→ **Task prompt**:
Tally the lines in the items below that contain the string "grass", and reply with that number alone.

→ **Input records**:
-- Start --

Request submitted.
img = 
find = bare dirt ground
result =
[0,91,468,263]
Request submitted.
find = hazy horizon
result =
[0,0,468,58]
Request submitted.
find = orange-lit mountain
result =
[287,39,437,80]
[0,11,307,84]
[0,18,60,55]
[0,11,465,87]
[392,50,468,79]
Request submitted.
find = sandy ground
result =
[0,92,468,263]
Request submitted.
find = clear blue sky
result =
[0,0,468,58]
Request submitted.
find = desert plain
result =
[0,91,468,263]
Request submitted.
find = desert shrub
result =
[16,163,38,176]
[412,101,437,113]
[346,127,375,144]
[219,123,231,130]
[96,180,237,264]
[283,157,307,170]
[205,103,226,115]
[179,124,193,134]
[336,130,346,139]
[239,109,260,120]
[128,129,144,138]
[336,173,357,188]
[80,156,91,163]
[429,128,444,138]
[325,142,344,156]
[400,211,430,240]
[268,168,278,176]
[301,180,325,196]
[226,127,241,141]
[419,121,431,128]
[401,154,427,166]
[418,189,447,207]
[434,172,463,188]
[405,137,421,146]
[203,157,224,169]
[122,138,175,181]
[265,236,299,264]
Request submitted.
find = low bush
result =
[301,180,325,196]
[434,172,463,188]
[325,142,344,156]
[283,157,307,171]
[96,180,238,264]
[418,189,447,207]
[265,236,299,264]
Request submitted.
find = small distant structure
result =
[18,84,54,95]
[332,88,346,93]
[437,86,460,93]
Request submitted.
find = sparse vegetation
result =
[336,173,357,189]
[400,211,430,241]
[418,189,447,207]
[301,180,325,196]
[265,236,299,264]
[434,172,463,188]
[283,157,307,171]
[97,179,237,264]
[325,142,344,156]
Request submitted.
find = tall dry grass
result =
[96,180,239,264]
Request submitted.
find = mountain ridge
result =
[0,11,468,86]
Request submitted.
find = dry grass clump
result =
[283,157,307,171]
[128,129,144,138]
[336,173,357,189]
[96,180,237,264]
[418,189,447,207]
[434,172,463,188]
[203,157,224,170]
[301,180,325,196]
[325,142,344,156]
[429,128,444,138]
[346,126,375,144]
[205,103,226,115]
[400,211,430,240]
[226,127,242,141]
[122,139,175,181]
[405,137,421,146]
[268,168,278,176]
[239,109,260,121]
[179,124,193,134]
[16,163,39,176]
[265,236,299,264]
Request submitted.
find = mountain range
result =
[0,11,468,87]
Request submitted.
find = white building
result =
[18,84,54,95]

-- End --
-- Start --

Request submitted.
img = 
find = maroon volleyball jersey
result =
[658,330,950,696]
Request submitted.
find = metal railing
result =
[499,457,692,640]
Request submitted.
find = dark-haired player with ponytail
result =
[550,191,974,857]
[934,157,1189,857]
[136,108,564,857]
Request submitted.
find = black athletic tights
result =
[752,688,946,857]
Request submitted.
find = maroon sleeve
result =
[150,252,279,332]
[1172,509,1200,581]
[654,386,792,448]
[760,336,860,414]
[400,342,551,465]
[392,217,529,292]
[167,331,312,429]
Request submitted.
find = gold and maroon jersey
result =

-- End --
-- Start --

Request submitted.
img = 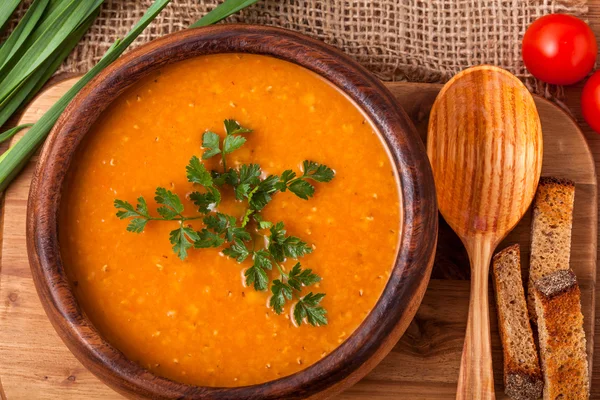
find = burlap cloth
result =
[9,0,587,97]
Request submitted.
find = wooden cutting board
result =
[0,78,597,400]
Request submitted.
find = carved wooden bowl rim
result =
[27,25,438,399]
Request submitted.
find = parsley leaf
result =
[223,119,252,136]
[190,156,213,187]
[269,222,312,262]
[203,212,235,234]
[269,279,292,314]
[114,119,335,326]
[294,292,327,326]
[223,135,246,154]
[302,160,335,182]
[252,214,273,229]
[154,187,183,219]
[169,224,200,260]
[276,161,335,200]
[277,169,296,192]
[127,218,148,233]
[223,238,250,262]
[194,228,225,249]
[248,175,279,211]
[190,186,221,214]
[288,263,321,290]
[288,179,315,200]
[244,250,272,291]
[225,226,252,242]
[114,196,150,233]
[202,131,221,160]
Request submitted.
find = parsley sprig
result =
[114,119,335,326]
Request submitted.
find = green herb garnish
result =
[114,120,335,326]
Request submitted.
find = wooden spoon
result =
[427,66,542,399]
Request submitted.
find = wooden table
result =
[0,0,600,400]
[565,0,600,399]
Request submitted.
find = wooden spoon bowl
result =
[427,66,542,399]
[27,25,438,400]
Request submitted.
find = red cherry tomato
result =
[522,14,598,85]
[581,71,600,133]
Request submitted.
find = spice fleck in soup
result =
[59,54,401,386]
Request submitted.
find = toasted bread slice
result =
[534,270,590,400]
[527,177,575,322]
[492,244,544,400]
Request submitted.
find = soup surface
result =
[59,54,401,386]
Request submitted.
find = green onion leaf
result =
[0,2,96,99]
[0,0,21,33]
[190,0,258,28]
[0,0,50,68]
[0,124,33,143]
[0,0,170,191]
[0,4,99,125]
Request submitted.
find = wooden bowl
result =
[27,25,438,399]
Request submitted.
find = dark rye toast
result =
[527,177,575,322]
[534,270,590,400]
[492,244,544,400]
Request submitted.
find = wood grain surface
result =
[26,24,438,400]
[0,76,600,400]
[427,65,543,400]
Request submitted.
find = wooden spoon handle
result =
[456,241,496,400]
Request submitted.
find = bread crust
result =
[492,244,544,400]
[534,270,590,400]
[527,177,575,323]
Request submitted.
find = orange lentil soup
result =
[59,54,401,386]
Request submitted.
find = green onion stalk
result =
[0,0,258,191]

-- End --

→ **Solution**:
2